▶ **Given exercise**: Reproduce the forum post below on converting a Lancaster or a B-17 word for word, from its first sentence to its last.

▶ **Passage to read**:
··········

I think you could modify a Lancaster to be a day bomber easier than you could modify a B-17 to be a night bomber. 

Adding waist guns shouldn't be that big a deal. Changing turrets to mount twin .50 s(or changing TO turrets that mount twin .50s ) shouldn't be that hard either. It was done near the end. putting in a belley turret shouldn't be that hard either. It did have one once althought the H2S radar tended to go where the turret was. Granted you now can't put as many bombs in the bombbay and still get off the ground but here is where the problem comes in.

You can pull some of the guns from a B-17. Say the nose turret. You can pull the waist guns and gunners and the radio operators gun. you could even pull the belly turret and loose 700-800 lbs of ammo to boot.
But you are stuck with a bomb bay that was designed when 750-1000hp engines were considered high power. Without a redesgn of the fuselage/bombbay you just don't have the volume in the fuselage to carry large bombs or large numbers of medium bombs. 
You might be able to redesign the fuel system to carry more fuel for better range though.

··········

▶ **Raw records**:
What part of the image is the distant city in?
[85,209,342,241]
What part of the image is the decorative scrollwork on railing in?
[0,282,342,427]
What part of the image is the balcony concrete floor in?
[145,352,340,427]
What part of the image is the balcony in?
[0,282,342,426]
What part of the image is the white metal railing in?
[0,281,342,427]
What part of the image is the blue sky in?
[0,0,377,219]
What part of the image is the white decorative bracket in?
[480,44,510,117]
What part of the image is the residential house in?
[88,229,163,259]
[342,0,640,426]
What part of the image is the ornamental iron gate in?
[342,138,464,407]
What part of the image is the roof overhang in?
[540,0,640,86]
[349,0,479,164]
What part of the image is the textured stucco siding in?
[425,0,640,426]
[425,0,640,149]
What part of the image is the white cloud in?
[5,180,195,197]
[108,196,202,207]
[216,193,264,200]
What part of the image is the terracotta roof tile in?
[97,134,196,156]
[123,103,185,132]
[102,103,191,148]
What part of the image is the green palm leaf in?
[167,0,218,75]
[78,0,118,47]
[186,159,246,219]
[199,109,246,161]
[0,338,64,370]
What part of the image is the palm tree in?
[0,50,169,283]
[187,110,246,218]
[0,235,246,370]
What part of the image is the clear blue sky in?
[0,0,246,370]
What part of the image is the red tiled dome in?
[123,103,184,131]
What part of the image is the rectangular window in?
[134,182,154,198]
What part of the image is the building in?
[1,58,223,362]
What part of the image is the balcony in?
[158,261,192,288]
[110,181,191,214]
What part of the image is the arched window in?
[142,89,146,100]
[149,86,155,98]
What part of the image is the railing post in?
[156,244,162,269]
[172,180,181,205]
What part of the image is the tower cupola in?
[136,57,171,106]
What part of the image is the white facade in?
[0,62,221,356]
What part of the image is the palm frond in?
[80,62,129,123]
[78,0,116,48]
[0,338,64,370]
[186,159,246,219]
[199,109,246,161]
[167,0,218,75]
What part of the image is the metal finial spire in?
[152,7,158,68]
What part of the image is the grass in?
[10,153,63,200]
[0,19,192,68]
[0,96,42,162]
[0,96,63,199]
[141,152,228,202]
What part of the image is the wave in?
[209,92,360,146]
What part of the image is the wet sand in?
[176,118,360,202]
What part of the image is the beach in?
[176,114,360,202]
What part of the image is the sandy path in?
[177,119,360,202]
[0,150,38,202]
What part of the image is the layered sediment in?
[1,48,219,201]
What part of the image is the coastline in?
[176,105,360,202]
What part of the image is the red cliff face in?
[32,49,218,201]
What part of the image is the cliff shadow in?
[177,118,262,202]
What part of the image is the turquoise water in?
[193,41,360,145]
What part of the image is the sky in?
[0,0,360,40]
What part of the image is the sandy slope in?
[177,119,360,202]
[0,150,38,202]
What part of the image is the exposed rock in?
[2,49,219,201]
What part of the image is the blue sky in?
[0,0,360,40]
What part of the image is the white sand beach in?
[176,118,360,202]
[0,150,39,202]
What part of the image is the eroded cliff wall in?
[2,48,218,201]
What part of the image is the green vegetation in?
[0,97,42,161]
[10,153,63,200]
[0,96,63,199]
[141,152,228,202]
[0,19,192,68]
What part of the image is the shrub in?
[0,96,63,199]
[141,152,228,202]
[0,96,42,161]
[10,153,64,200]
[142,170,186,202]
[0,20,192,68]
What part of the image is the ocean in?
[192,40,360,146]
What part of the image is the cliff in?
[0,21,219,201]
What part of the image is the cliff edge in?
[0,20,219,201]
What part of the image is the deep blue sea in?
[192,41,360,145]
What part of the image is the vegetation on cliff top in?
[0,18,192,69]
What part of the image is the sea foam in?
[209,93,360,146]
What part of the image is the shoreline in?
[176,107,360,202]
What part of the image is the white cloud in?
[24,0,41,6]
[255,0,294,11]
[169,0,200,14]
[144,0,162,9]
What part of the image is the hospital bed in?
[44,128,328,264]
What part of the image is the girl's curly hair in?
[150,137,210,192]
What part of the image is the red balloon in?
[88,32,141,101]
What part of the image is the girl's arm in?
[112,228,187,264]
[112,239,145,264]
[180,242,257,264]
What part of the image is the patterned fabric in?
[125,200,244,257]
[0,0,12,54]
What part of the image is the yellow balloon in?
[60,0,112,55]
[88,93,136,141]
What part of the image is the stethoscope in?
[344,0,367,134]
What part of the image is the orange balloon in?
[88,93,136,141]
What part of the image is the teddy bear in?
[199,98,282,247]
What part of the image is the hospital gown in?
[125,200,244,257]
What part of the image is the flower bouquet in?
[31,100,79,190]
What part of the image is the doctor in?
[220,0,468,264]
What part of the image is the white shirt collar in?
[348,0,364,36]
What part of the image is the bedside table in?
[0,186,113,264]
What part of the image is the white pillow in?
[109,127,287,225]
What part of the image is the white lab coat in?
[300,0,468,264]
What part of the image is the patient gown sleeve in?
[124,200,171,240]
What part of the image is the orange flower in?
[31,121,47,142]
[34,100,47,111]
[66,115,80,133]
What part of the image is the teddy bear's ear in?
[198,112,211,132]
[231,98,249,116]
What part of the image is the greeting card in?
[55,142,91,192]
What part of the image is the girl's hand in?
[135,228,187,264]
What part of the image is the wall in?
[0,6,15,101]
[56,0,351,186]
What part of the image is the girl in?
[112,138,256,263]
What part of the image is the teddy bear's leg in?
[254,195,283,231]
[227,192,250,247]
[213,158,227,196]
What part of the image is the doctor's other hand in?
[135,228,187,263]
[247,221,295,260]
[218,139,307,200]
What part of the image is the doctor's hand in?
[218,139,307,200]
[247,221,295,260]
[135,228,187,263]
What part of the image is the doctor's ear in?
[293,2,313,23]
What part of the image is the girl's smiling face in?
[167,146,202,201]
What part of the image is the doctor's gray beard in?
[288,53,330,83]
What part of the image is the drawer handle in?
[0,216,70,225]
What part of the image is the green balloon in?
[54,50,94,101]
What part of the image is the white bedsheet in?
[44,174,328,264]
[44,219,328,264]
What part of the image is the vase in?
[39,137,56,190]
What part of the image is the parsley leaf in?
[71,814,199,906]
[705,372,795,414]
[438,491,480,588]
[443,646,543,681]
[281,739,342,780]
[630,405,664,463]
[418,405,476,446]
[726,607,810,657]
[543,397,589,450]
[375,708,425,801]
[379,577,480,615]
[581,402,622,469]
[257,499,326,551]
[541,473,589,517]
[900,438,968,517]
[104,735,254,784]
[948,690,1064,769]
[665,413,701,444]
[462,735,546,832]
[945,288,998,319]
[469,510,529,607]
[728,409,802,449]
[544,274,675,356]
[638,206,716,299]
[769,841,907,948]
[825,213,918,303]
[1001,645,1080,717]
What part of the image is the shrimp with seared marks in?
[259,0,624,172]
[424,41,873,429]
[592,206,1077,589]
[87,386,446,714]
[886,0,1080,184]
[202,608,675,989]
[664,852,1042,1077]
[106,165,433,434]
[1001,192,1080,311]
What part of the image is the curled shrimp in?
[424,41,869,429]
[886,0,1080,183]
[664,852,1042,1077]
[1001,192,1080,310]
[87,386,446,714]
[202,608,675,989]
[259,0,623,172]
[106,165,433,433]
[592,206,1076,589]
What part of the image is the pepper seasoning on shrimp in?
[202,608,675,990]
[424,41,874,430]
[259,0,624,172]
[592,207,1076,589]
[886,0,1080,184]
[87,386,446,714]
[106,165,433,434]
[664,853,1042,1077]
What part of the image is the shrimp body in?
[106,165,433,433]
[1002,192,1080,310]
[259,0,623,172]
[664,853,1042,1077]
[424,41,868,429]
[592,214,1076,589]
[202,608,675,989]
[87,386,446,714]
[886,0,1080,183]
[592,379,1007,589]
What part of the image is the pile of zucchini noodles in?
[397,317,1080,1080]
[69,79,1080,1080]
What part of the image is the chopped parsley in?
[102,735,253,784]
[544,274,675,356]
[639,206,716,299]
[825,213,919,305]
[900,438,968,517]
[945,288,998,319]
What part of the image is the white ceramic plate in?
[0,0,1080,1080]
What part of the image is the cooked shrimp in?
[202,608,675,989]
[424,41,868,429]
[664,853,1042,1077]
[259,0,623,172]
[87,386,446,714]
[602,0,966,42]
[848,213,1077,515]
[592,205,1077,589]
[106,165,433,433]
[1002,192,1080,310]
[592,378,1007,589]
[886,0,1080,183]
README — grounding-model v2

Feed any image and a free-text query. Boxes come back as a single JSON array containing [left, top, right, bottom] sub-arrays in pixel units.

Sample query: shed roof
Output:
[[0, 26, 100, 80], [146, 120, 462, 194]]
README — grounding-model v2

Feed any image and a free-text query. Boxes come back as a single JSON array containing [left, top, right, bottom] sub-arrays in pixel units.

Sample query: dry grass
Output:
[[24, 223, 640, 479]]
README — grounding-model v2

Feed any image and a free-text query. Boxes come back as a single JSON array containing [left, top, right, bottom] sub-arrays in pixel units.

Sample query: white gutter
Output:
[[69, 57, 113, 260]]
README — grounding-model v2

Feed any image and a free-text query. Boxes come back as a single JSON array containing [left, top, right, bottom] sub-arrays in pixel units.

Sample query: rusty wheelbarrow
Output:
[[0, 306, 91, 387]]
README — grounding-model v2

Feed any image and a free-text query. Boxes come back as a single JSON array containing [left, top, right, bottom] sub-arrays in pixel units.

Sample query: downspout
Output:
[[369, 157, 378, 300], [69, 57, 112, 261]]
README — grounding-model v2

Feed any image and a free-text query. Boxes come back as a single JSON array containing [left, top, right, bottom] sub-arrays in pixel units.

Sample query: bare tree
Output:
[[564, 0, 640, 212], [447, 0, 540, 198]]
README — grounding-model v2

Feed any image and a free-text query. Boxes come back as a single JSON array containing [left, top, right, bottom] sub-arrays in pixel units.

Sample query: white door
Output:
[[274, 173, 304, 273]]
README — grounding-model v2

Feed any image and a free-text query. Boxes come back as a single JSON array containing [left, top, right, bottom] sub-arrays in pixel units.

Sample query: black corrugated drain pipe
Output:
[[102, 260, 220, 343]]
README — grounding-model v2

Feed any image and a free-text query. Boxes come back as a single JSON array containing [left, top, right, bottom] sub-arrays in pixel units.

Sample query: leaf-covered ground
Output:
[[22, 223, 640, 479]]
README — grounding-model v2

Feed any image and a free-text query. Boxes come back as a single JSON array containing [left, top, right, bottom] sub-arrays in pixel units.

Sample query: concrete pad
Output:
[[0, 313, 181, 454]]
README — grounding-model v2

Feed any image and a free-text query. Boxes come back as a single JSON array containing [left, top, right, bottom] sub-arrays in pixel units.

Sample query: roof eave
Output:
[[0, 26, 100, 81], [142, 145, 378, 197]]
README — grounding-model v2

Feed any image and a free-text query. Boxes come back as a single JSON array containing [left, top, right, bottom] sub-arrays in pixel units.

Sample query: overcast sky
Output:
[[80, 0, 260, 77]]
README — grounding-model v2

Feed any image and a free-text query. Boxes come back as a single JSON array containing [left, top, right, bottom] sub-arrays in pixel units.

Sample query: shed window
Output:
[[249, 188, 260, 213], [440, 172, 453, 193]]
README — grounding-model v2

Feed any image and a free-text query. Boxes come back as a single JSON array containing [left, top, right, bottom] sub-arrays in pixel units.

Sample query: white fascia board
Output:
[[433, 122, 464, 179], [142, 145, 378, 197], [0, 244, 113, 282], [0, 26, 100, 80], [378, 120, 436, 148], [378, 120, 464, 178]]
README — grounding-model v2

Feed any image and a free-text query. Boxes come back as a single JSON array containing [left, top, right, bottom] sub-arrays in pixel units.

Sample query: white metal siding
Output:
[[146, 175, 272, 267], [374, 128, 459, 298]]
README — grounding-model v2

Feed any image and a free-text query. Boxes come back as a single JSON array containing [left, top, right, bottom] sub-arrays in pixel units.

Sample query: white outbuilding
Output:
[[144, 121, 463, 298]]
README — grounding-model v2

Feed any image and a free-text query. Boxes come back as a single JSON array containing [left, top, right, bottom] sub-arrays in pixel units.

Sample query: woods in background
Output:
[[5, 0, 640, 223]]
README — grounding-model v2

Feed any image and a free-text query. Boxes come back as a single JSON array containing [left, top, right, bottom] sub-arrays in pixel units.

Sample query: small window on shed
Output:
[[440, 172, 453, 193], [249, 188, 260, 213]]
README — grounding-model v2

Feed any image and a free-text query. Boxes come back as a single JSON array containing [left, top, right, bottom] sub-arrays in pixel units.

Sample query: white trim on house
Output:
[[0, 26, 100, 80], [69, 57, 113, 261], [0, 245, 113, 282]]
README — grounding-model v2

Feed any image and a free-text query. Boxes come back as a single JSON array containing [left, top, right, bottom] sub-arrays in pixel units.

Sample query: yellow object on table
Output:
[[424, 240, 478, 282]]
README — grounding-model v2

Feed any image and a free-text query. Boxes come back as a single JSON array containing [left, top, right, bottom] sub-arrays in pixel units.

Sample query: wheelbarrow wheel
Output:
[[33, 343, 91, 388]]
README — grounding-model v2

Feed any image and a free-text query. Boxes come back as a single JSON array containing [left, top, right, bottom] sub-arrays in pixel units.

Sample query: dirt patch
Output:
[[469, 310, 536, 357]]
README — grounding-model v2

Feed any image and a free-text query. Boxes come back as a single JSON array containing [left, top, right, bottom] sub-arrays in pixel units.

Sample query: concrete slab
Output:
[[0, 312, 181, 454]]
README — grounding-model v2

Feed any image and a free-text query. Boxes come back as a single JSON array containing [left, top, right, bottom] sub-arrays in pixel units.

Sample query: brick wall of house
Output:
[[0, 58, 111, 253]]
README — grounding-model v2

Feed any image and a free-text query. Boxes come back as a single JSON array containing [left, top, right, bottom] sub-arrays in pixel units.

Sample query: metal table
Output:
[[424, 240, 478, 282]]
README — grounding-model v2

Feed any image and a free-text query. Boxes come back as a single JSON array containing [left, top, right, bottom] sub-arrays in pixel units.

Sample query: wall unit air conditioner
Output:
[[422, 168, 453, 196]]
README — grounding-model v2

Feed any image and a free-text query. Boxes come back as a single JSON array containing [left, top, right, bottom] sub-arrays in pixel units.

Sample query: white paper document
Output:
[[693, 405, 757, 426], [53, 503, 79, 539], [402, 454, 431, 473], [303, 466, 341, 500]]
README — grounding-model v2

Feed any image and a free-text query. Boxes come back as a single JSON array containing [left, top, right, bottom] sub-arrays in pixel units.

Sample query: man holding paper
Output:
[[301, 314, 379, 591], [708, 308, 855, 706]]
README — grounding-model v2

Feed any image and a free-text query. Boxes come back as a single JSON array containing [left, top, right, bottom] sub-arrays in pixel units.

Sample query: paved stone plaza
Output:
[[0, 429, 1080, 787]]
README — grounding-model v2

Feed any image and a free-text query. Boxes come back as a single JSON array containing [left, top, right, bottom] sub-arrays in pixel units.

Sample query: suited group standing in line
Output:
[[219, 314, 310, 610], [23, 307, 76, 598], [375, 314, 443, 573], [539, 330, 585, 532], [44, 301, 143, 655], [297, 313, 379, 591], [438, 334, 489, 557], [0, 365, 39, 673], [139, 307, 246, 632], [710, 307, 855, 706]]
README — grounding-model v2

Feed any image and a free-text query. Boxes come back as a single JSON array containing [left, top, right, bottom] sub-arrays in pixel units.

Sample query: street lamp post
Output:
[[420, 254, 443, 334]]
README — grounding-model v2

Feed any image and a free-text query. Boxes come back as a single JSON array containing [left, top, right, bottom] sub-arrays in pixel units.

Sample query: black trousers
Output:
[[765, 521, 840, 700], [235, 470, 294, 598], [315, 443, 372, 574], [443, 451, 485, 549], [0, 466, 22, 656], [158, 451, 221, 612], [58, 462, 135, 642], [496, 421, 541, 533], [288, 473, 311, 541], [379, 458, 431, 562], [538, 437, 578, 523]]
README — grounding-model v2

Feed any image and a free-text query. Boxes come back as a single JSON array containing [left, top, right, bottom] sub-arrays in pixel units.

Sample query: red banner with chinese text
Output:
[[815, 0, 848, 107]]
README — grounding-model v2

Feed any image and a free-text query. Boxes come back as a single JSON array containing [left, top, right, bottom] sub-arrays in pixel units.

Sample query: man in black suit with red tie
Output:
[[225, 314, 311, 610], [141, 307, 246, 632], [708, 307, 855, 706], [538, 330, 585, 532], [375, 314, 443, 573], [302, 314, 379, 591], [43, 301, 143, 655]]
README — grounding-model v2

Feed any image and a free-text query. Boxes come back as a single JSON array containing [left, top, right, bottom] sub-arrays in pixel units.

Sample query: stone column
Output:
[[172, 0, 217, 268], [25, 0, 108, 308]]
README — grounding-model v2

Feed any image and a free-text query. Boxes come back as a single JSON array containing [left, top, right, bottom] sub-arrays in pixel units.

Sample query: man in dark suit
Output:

··········

▶ **Final result**:
I think you could modify a Lancaster to be a day bomber easier than you could modify a B-17 to be a night bomber. 

Adding waist guns shouldn't be that big a deal. Changing turrets to mount twin .50 s(or changing TO turrets that mount twin .50s ) shouldn't be that hard either. It was done near the end. putting in a belley turret shouldn't be that hard either. It did have one once althought the H2S radar tended to go where the turret was. Granted you now can't put as many bombs in the bombbay and still get off the ground but here is where the problem comes in.

You can pull some of the guns from a B-17. Say the nose turret. You can pull the waist guns and gunners and the radio operators gun. you could even pull the belly turret and loose 700-800 lbs of ammo to boot.
But you are stuck with a bomb bay that was designed when 750-1000hp engines were considered high power. Without a redesgn of the fuselage/bombbay you just don't have the volume in the fuselage to carry large bombs or large numbers of medium bombs. 
You might be able to redesign the fuel system to carry more fuel for better range though.